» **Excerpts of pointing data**

▼▼▼

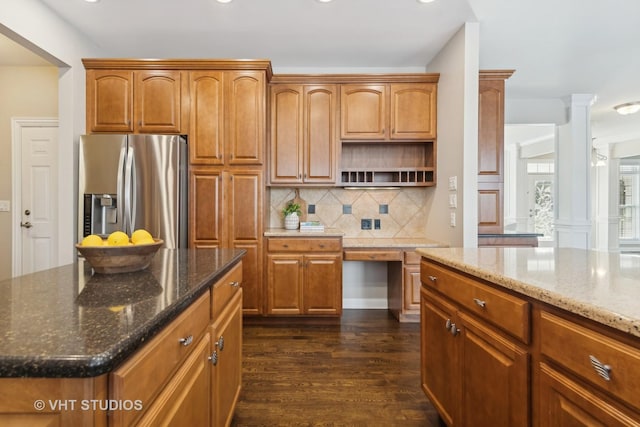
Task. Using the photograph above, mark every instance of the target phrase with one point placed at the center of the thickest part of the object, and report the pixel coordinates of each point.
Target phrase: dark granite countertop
(68, 322)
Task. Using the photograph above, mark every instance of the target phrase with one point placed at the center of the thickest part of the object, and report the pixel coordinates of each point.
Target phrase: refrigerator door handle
(128, 196)
(120, 193)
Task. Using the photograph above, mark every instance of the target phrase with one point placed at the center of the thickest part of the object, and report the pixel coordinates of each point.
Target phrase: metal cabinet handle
(480, 303)
(601, 369)
(213, 358)
(220, 343)
(186, 341)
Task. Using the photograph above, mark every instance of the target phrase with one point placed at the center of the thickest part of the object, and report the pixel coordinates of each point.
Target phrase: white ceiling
(557, 47)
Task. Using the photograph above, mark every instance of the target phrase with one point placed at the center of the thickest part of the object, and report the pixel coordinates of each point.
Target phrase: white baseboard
(362, 303)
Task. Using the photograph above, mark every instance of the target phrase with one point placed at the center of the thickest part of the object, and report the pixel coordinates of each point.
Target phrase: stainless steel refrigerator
(127, 182)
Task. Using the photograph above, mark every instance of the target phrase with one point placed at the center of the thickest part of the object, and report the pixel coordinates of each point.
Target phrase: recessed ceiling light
(628, 108)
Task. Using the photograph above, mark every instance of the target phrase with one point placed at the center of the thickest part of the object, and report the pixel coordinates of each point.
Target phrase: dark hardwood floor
(364, 371)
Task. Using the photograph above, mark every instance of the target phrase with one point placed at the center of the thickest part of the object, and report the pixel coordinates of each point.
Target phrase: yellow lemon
(145, 241)
(92, 240)
(139, 235)
(118, 238)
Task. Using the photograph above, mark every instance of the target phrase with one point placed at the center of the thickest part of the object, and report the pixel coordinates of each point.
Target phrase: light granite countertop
(601, 286)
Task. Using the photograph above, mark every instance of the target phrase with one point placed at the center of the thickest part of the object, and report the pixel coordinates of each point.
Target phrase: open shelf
(393, 164)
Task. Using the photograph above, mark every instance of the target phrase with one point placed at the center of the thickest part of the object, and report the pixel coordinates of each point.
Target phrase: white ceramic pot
(292, 221)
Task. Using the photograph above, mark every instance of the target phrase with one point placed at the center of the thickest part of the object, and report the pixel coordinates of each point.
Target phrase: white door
(38, 198)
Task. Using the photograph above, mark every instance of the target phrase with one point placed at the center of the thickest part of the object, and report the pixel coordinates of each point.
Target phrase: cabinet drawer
(314, 244)
(374, 255)
(411, 257)
(224, 289)
(145, 374)
(573, 346)
(509, 313)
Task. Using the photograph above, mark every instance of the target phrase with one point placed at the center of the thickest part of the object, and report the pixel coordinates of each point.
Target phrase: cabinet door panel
(284, 274)
(205, 207)
(109, 101)
(320, 134)
(226, 374)
(252, 268)
(413, 111)
(322, 292)
(245, 205)
(495, 375)
(439, 357)
(245, 117)
(363, 112)
(184, 401)
(206, 117)
(412, 287)
(157, 101)
(286, 134)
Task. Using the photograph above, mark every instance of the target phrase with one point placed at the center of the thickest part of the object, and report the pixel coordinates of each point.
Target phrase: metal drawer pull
(186, 341)
(220, 343)
(479, 302)
(601, 369)
(213, 358)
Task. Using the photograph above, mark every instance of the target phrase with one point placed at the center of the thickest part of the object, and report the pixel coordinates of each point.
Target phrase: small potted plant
(291, 214)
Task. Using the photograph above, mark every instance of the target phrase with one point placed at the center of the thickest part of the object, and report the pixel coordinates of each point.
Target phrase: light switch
(453, 183)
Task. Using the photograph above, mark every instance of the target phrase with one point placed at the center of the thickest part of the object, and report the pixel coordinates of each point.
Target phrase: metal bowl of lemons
(119, 253)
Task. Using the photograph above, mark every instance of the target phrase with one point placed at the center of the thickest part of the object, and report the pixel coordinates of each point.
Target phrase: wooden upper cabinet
(413, 111)
(134, 101)
(363, 110)
(286, 134)
(303, 145)
(246, 117)
(206, 124)
(157, 97)
(388, 112)
(320, 145)
(109, 101)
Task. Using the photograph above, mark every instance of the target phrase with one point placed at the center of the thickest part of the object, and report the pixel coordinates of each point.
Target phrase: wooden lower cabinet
(304, 276)
(491, 357)
(226, 354)
(471, 373)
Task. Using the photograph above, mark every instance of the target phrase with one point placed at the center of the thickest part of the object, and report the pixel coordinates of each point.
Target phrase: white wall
(457, 153)
(36, 27)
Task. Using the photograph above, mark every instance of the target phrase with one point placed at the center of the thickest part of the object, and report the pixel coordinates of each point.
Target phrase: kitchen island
(531, 336)
(80, 348)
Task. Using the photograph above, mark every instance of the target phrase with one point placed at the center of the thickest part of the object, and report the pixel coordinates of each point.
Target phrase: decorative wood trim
(496, 74)
(356, 78)
(179, 64)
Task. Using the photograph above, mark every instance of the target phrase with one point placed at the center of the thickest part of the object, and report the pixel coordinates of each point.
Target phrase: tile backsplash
(405, 210)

▲▲▲

» **Task statement**
Each line above is to be copied verbatim. Drop any image from the copy.

» **Written answer**
Task. Using the photograph above, mark every instance of the target phrase with one point placed at the center of the thickest part of the object, and report the pixel coordinates of each point.
Target phrase: dark granite countertop
(68, 322)
Task. Using the photograph above, mark every instance of the target phrase with one point placed at the center of the thickest part of the object, and report the pixel coordinates of each point.
Target phrase: refrigerator door handle
(128, 196)
(120, 193)
Task. Using the photograph above, mark every instance of the target phrase with one point placed at the center of the thickest part of the object, and report the pixel coordinates of each point.
Target phrase: metal cabinet handle
(480, 303)
(601, 369)
(213, 358)
(220, 343)
(186, 341)
Task. Using the photograph above, mark every instance of the target phrase with one point placed at the center of the thickest part of the object, and report the pixel coordinates of each point.
Target phrase: white ceiling
(557, 47)
Task. Using the photograph above, mark every instance of the target phrase with one point placed at the center of the thickest part of the object, and report the pixel coordinates of each point.
Target phrase: white baseboard
(362, 303)
Task. Using the photograph above, mark every instance of the target phrase with one point placed at the center of the thickest part of the object, and report the pixel coordinates of each point.
Target phrase: stainless steel refrigerator
(127, 182)
Task. Using the photograph above, mark every instance of the target phrase with one point placed at the center of the thickest part of the object, and report the pixel coordinates of each point.
Target phrase: recessed ceiling light
(628, 108)
Task. Using the photograph above, mark every instance of the target phrase with one point placed at the center of the thickest part of the object, and report the pixel coordinates of each point.
Target phrase: dark hardwood floor
(364, 371)
Task. Using the photograph above, mark every instance of the target phrase with one point placed at the center of the thickest part of the object, and report the pixel coordinates of each point.
Target phrase: yellow lemon
(145, 241)
(92, 240)
(139, 235)
(118, 238)
Task. Using the photograph above, mark every instance of the target phrase with one point placed at the center of the thickest part of the object, and report the pixel coordinates of each point.
Target phrase: light granite countertop
(601, 286)
Task. Using the photograph above, mark every instance of the target phrase with one point placed at the center of the thickest part of the object, and report the pixel coordinates of each point.
Target phrase: open shelf
(393, 164)
Task. Using the photograph above, mark every instance of the target phrase with one point placed at the center of the thickest part of the object, and report the pixel coordinates of each point.
Target phrase: white ceramic pot
(292, 221)
Task. Using the photograph above, mark every instance of the target phrase with one point placed at the center of the thickest part of the object, and report the pixel coordinates of each point.
Target phrase: white door
(38, 198)
Task. Using the photograph above, mark every instance of the target phrase with one point placed at the center of the thickest part of the object, and report the pixel coordinates of each point.
Target phrase: cabinet drawer
(314, 244)
(374, 255)
(411, 257)
(224, 289)
(145, 374)
(573, 346)
(509, 313)
Task. Using the photograph above, mark every instance of the target phrase with one point placed at the center of the thickest part of the object, and report the pixel coordinates of each point.
Target phrase: cabinet door panel
(284, 274)
(205, 207)
(109, 101)
(320, 134)
(226, 374)
(252, 268)
(413, 111)
(322, 292)
(245, 205)
(495, 375)
(439, 357)
(245, 117)
(363, 112)
(184, 401)
(206, 117)
(412, 287)
(157, 101)
(286, 134)
Task. Using the photograph above, mark every instance of the target phrase with one point placed at the center of the thickest part of the object, and report the pixel coordinates of each point.
Target phrase: metal drawer pull
(186, 341)
(220, 343)
(479, 302)
(601, 369)
(213, 358)
Task. Using the photograph above, mark every instance of the target phrase with one point placed at the center of the thickest part of the object, and report the pixel coordinates of each point.
Target phrase: small potted plant
(291, 214)
Task. Using the photograph above, mark every instance of the target phrase with one point placed at the center of the thickest part of the object, and report the pixel coordinates of each point.
Target phrase: light switch
(453, 183)
Task. Using the photograph above, mark every instance of the target phrase with one point placed at the center of the thickest part of the object, and report the pixel coordinates of each point.
Target phrase: metal bowl of lemons
(119, 253)
Task. Using the photograph above, mark every instance of the target phrase with one point placed at the center of the thickest part of the object, and report the pixel coordinates of each point.
Target phrase: wooden upper cabinet
(413, 111)
(134, 101)
(363, 110)
(286, 134)
(303, 145)
(246, 117)
(206, 124)
(157, 97)
(388, 112)
(320, 145)
(109, 101)
Task. Using the photograph above, mark every instance of the target phrase with one point placed at the center of the thickest part of the object, and report the pixel coordinates of each point.
Target phrase: wooden lower cabinet
(304, 276)
(491, 357)
(226, 354)
(471, 373)
Task. Using the photograph above, mark every instance of the target phrase with one point placed at the center of the thickest part of the object, and report the pixel coordinates of each point.
Target phrase: white wall
(457, 153)
(36, 27)
Task. Using the photograph above, mark every instance of the target phrase with one point placed at the center of the thickest part of the object, and report the pixel coordinates of each point.
Target phrase: kitchen island
(531, 336)
(80, 348)
Task. Using the photograph above, mark every instance of the target phrase with one point placed at the center of the thickest part of the object, and report the pixel coordinates of each point.
Target phrase: decorative wood trim
(496, 74)
(356, 78)
(179, 64)
Task. Using the photograph above, mark every instance of the target phrase with one point placed at the center of the thickest part of the object, and report the pixel coordinates of each point.
Target phrase: tile backsplash
(405, 210)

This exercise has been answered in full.